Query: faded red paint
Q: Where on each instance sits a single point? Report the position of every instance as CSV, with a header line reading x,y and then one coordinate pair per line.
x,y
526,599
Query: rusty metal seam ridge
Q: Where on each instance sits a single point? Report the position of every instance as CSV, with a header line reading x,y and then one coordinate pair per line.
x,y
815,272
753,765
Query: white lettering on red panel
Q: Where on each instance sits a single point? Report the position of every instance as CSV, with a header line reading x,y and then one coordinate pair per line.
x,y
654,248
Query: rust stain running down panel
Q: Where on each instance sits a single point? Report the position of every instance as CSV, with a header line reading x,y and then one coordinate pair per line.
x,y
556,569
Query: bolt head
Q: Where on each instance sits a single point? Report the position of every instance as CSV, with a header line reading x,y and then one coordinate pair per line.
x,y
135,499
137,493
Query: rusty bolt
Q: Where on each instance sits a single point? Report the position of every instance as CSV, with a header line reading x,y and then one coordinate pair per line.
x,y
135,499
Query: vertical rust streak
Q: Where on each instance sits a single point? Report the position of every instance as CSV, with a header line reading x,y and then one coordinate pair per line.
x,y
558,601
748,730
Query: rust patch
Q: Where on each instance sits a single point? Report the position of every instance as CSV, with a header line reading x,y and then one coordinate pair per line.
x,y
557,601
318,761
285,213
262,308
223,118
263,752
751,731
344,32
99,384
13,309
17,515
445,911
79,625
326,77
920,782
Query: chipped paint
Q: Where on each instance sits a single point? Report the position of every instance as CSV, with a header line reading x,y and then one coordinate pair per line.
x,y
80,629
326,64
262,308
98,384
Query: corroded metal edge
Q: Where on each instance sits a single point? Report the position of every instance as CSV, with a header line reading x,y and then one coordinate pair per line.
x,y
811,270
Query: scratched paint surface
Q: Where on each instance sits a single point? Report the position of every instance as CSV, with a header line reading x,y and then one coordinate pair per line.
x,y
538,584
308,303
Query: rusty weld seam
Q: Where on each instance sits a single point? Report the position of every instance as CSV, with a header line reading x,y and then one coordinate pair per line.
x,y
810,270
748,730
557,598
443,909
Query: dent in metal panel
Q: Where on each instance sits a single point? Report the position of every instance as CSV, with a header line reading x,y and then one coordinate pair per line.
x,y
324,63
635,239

EXERCISE — Give the lines exactly as they stand, from the line with "Query: chipped paint" through the end of the material.

PROBLEM SOLUTION —
Query: chipped paint
Q: Where on each instance sits a single point? Report the position of every instance as CSV, with a header line reading x,y and then one coordinate pair per line.
x,y
80,629
326,64
262,308
98,384
Query: corroded metal edge
Q: Where on each instance sits a single point? Report the position of every instance as CSV, with a header line reading x,y and then one coordinate pair per line.
x,y
811,270
Query: scratched paint surface
Q: Where on each instance sits a single point? Report the position of every instance as CSV, with a header line reading x,y and then one coordinate pair per line.
x,y
538,584
308,303
Query: rusty weld seam
Q: Where on each instance sits a single point? Report the position of every instance as CSV, with a header line reading x,y and then one coordinate pair per line.
x,y
810,270
748,730
557,598
443,909
Query: dent in metal panel
Q: Where on each instance sits a single point? Report the position of every instance as CSV, with a header line reading x,y and then one coordinate pair per line.
x,y
324,63
635,239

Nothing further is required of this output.